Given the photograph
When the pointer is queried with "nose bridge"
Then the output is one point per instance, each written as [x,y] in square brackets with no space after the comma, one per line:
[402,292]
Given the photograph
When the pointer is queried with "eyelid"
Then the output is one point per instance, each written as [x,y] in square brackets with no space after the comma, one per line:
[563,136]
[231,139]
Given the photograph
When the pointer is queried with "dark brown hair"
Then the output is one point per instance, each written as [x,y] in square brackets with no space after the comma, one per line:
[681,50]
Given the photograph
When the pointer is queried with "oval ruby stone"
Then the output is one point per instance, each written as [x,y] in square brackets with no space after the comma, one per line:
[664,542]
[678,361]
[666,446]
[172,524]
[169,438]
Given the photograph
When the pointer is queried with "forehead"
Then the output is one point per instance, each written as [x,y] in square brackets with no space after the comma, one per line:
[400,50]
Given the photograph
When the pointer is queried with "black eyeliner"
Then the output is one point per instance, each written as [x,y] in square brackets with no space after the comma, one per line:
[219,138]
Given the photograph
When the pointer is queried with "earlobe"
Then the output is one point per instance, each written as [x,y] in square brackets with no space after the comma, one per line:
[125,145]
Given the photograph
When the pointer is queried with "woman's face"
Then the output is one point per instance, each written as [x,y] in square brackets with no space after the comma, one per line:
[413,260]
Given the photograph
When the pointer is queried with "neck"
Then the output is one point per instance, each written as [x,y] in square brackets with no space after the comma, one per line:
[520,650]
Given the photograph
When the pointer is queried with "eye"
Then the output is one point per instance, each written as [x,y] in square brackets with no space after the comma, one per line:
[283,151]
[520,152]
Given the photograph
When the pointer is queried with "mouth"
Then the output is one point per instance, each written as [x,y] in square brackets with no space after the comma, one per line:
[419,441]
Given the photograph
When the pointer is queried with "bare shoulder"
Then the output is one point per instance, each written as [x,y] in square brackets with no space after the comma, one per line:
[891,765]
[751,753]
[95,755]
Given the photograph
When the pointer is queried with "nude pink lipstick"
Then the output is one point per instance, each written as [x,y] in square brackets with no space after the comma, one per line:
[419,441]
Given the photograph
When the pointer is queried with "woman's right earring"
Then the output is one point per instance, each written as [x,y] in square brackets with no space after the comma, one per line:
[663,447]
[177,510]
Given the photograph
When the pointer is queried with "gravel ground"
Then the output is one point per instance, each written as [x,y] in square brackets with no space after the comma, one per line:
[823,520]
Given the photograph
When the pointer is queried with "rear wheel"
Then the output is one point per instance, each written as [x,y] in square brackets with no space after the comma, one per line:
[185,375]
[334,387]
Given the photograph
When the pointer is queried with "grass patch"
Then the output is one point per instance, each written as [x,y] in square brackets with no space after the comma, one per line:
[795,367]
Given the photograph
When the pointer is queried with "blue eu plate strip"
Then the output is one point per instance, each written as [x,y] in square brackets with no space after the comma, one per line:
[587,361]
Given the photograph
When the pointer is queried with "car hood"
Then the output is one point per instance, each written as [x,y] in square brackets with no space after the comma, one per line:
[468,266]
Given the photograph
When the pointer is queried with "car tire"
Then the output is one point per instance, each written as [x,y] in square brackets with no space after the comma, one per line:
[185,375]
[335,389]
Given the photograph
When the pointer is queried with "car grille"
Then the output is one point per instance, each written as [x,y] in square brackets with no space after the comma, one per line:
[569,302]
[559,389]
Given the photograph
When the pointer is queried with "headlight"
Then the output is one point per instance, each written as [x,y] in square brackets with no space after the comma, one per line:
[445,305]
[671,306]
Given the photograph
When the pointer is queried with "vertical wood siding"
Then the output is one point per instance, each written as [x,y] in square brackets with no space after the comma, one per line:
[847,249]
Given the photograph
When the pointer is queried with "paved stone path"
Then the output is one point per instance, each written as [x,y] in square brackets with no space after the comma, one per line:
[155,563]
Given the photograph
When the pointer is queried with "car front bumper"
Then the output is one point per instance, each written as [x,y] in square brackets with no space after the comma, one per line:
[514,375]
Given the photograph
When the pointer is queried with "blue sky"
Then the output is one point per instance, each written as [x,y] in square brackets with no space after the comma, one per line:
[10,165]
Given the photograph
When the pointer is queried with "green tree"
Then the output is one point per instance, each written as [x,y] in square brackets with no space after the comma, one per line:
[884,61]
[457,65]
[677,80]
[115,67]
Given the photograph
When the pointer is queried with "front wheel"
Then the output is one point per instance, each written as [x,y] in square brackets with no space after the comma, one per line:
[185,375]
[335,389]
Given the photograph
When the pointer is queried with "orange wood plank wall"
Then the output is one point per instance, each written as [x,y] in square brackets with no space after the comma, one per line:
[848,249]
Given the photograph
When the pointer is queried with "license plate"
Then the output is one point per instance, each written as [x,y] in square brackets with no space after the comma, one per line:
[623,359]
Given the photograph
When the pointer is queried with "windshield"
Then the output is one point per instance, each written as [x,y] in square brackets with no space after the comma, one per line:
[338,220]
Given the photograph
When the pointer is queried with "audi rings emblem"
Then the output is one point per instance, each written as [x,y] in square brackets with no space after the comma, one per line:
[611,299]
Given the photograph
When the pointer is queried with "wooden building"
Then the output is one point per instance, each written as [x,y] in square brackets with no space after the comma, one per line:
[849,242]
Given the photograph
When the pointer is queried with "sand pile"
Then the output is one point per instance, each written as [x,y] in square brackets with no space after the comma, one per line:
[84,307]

☆ ☆ ☆

_Work required_: Scan the data above. Return every line with "stone" in it.

_Answer to this problem_:
When the pointer is queried with "oval ruby stone"
When the pointer is queried with "paved stone path"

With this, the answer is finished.